> Your goal:
Answer the following questions using the text about the Benghazi attack and the presidential race.
(a) How many Americans were killed in the Benghazi incident?
(b) What moved Michael Bloomberg to endorse Obama?
(c) Who ran against Romney for the GOP presidential nomination in 2008?

> Text shown:
============

Giuliani, who was mayor of New York during the terrorist attacks on September 11, 2001, and ran against Romney for the GOP presidential nomination in 2008, blasted Obama Friday for his handling of the attacks on American diplomats in Benghazi, Libya, on September 11, 2012.
“What happened in Libya is the result, at least, of incompetence,” Giuliani said, adding that Americans would have “a chance to right that wrong” on Tuesday.
“On Benghazi, the president did exactly what a president should do,” Emanuel countered, describing Obama as having exercised leadership with his approach in carefully investigating the incident, in which four Americans, including the ambassador, were killed. “A mistake, if it was made in any other agency, then you fix it, and that’s what leadership is. It’s not trying to point fingers. It’s trying to get to the bottom of something.”
He also used the opportunity to remind viewers that Obama had taken out Osama bin Laden, something he pledged to focus on during his first run for the White House.
Earlier in the week, Obama picked up the endorsement of a different New York mayor, political independent Michael Bloomberg, who had previously indicated he would not be endorsing either candidate but was moved by Hurricane Sandy to back Obama.
Despite the intensive efforts of the campaigns and their supporters, the polls remain essentially deadlocked.

============

> Recorded information:
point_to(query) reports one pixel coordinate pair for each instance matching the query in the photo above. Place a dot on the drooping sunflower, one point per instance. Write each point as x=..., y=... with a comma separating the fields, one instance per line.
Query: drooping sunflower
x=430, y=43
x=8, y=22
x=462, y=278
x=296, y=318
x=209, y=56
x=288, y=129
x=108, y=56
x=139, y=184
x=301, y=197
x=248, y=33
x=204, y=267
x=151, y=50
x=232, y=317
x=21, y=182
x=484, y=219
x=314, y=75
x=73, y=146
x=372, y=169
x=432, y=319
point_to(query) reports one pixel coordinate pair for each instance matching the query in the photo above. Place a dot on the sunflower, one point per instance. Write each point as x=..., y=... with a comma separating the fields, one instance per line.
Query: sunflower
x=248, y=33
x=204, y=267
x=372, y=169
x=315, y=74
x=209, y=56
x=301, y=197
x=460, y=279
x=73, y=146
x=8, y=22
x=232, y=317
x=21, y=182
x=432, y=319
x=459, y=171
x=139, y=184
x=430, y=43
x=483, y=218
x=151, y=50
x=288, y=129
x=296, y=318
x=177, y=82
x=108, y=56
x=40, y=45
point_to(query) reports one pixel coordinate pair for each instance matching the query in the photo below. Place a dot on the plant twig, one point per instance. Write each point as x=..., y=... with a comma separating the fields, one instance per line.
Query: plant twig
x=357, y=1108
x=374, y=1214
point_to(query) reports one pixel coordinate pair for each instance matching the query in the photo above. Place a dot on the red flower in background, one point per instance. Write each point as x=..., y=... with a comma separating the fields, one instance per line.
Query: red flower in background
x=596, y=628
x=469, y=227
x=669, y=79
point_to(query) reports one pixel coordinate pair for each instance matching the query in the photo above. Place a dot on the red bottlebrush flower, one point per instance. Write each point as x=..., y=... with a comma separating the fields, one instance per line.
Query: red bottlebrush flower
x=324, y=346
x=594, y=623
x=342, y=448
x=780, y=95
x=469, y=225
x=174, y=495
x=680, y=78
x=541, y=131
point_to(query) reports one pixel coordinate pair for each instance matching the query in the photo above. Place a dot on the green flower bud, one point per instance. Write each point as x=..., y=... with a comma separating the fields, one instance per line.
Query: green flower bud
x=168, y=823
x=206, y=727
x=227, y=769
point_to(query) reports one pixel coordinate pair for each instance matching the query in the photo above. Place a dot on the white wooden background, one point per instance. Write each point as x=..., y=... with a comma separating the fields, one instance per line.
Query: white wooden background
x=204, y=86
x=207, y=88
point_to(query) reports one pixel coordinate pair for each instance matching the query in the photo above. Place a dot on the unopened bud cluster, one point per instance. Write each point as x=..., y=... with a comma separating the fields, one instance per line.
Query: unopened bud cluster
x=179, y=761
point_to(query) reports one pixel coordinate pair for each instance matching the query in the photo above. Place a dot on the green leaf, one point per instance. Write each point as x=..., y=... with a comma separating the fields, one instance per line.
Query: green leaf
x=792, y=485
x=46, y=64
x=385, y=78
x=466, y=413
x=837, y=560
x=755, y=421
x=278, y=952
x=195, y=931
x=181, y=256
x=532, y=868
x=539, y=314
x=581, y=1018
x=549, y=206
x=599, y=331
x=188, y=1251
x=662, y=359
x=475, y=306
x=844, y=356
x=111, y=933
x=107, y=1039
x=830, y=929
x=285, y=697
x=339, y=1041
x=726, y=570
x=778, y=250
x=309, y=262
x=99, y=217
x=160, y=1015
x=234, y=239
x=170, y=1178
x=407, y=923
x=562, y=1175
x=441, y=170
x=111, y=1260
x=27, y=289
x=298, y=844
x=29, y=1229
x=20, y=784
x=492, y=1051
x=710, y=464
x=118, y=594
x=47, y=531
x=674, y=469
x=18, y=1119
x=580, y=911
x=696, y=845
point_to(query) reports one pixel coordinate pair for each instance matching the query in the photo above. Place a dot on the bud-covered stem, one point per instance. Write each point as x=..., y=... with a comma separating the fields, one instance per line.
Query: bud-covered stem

============

> Task output:
(a) Four Americans were killed, including the ambassador.
(b) Hurricane Sandy moved Michael Bloomberg to back Obama.
(c) Giuliani ran against Romney for the GOP presidential nomination in 2008.